(Annotation dataset entries)
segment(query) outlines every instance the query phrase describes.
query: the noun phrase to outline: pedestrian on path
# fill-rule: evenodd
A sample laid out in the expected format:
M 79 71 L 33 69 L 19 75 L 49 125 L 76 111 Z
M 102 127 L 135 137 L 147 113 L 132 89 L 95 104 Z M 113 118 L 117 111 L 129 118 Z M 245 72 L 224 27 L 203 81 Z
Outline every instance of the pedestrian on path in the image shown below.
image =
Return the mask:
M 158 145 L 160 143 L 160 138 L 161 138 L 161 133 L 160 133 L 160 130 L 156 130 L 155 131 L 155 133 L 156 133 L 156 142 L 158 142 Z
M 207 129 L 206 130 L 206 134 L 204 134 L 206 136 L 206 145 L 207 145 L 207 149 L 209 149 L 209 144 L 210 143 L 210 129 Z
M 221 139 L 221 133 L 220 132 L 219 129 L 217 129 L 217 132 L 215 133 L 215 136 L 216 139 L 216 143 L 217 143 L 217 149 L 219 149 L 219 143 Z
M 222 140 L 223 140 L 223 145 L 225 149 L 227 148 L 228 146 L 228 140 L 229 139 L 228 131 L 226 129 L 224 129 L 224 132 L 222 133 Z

= Task brief =
Rewrite all of the entries above, substituting "cyclist" for "pedestrian" and leaving everything else unchanged.

= Response for this exercise =
segment(query) outlines every instance the query phrase describes.
query: the noun phrase to outline: cyclist on path
# fill-rule: evenodd
A sample laid out in the expected format:
M 79 71 L 33 69 L 19 75 L 49 125 L 76 111 Z
M 102 127 L 135 137 L 147 113 L 132 89 L 95 104 Z M 113 118 L 117 111 L 129 118 Z M 245 72 L 224 27 L 203 81 Z
Outline every instance of the cyclist on path in the image shown below.
image =
Return the mask:
M 158 145 L 160 143 L 160 138 L 161 138 L 161 133 L 160 133 L 160 130 L 156 130 L 155 131 L 155 133 L 156 133 L 156 142 L 158 142 Z
M 207 129 L 206 130 L 206 134 L 204 134 L 206 136 L 206 145 L 207 145 L 207 149 L 209 149 L 209 144 L 210 143 L 210 129 Z
M 221 139 L 221 133 L 220 132 L 219 129 L 217 129 L 217 132 L 215 133 L 215 136 L 216 139 L 216 143 L 217 143 L 217 149 L 219 149 L 219 143 Z
M 222 140 L 223 140 L 223 145 L 225 149 L 227 148 L 228 146 L 228 140 L 229 139 L 228 131 L 226 129 L 224 129 L 224 132 L 222 133 Z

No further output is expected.